## Prompt:
Write out, exactly as they appear, only the lines running from the line with "Indicate every instance of the apartment" to the final line of the listing; include both.

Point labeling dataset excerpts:
┌────────
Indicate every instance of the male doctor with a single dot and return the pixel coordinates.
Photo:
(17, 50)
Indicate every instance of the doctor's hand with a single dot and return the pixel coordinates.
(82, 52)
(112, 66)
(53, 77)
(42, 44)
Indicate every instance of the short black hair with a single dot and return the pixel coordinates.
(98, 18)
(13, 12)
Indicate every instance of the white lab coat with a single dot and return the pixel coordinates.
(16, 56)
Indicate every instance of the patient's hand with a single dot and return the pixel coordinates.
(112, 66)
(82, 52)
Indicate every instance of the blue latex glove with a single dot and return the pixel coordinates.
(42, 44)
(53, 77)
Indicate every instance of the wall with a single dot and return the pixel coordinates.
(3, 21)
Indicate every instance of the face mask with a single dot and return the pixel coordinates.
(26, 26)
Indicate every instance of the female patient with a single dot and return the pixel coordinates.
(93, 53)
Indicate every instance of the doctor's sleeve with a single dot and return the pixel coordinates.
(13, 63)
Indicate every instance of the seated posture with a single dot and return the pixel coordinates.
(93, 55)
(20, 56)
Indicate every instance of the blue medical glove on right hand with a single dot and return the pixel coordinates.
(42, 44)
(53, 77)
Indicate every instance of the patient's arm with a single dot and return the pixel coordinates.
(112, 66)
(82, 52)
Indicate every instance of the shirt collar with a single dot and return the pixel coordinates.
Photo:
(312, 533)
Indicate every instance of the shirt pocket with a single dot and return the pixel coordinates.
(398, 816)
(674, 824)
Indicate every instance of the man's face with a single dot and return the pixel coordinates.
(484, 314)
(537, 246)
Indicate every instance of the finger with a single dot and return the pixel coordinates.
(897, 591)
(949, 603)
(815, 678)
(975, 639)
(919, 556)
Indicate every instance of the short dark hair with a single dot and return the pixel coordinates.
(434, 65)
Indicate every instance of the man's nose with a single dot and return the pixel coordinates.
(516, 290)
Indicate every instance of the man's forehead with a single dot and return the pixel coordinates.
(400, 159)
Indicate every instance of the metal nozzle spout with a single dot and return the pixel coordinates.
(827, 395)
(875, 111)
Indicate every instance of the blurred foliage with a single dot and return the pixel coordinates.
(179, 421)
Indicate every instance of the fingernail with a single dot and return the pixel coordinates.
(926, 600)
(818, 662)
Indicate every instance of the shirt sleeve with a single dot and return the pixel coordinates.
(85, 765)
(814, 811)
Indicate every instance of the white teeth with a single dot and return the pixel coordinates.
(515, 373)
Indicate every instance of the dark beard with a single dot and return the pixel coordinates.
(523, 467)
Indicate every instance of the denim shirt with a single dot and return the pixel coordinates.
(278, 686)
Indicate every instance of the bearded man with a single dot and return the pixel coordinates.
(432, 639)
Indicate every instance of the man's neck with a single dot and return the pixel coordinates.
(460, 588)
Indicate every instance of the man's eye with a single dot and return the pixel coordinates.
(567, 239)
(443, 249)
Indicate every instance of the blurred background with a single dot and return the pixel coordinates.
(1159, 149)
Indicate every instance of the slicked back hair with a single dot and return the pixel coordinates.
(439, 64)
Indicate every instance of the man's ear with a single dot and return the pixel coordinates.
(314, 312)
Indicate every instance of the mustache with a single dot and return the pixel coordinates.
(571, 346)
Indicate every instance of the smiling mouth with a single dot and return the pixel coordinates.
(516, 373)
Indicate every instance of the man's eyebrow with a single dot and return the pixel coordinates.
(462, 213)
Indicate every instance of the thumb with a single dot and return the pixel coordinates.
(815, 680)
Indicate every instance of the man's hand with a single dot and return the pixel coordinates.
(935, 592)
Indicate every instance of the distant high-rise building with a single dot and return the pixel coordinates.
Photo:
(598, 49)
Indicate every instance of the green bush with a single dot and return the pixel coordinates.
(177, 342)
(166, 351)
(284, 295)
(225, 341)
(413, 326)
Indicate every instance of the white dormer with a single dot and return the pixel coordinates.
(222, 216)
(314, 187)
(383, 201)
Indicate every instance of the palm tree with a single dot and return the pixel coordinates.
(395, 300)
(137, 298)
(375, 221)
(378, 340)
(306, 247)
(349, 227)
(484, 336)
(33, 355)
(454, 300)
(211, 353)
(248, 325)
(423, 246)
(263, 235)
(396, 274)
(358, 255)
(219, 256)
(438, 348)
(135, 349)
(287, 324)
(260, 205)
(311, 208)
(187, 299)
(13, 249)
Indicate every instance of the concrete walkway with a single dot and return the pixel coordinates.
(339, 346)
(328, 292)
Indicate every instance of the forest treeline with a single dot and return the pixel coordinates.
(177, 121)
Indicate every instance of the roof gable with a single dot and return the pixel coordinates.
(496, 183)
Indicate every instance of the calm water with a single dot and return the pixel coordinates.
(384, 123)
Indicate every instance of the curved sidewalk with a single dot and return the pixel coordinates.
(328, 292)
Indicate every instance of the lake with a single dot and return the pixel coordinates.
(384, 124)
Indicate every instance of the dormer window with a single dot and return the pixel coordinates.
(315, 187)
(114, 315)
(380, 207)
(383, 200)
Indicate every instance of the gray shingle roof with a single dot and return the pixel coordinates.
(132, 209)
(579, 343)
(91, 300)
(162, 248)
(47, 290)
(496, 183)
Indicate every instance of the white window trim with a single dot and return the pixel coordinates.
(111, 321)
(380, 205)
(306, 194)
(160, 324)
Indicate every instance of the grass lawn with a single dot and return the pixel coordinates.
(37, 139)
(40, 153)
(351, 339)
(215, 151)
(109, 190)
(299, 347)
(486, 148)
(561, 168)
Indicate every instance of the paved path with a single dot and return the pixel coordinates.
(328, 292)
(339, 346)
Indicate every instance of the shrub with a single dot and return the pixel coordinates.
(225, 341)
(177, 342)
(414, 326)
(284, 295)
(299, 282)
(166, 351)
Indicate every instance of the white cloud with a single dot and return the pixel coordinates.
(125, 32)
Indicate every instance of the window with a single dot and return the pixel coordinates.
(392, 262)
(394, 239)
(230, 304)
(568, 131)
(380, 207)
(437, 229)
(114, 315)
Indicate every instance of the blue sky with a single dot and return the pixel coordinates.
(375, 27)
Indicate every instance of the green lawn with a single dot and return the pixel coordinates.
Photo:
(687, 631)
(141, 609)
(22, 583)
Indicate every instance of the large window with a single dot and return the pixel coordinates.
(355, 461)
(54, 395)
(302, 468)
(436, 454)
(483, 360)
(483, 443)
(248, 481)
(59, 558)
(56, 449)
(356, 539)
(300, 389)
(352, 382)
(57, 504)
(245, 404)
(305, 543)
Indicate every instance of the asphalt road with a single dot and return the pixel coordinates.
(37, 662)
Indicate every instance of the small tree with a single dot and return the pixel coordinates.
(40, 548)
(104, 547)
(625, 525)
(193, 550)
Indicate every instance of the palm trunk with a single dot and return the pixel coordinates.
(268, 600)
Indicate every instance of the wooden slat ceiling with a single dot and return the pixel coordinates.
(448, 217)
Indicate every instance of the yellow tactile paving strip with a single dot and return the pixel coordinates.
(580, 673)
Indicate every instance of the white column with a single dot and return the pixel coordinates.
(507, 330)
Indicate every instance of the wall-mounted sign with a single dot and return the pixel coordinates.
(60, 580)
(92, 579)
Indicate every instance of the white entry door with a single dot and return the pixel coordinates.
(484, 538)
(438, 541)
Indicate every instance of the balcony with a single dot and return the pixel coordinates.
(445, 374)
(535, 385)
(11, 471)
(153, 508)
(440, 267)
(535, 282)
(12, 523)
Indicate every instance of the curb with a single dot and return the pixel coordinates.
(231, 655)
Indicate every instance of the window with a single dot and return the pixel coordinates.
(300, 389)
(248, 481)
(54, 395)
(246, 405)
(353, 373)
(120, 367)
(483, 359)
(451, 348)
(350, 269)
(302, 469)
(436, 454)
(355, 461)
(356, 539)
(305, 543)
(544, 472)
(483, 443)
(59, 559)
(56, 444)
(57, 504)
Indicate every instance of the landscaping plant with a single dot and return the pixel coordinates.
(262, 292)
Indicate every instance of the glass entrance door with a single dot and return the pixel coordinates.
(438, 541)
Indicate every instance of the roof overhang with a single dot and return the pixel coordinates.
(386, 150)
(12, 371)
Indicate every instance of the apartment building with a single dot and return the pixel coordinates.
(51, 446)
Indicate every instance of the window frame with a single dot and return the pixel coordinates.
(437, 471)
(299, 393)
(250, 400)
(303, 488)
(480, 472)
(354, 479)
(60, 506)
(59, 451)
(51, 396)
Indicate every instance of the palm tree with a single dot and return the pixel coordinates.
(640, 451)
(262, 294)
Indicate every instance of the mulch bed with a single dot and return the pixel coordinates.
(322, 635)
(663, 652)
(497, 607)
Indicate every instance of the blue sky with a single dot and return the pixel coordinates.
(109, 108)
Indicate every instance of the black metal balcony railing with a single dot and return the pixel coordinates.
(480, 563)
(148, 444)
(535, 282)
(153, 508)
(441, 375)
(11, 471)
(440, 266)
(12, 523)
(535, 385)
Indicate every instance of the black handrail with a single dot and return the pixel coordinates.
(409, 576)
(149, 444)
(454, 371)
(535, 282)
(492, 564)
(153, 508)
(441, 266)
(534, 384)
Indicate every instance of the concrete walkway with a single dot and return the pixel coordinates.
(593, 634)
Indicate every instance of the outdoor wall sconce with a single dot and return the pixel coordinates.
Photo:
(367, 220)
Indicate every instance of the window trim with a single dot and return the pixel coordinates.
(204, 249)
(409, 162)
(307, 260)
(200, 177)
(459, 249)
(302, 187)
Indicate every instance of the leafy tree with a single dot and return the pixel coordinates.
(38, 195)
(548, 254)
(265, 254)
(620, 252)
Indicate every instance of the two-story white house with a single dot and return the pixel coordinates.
└────────
## The result:
Indicate every instance of the apartment building with a single dot and return the pixel coordinates.
(51, 446)
Indicate every instance of the window frame with a single dot and return the pixel coordinates.
(437, 471)
(299, 393)
(250, 400)
(303, 488)
(480, 472)
(354, 479)
(60, 506)
(59, 451)
(51, 396)
Indicate every instance of the palm tree with a single dot and return the pixel coordinates.
(640, 451)
(262, 294)
Indicate every instance of the mulch bed with a single dot and return the pixel coordinates.
(322, 635)
(663, 652)
(497, 607)
Indicate every instance of the blue sky with a single dot and return the pixel coordinates.
(109, 108)
Indicate every instance of the black metal balcony railing with a single dot and return the pixel coordinates.
(480, 563)
(148, 444)
(535, 282)
(153, 508)
(441, 375)
(11, 471)
(440, 266)
(12, 523)
(535, 385)
Indicate every instance of the black handrail with a single dot and return the pixel coordinates.
(409, 576)
(149, 444)
(454, 371)
(535, 282)
(492, 564)
(153, 508)
(441, 266)
(534, 384)
Indicate every instance of the concrete walkway with a single dot and return the pixel coordinates.
(593, 634)
Indicate every instance of the outdoor wall sconce with a single dot and return the pixel coordinates.
Photo:
(367, 220)
Indicate every instance of the window trim with a single dot and return the pixel coordinates.
(204, 249)
(409, 162)
(307, 260)
(200, 177)
(459, 249)
(302, 187)
Indicate every instance of the leafy tree with a single dot and return the pixel coordinates.
(38, 195)
(548, 254)
(265, 254)
(620, 252)
Indicate every instance of the two-story white house with a single dot and return the pixel coordinates.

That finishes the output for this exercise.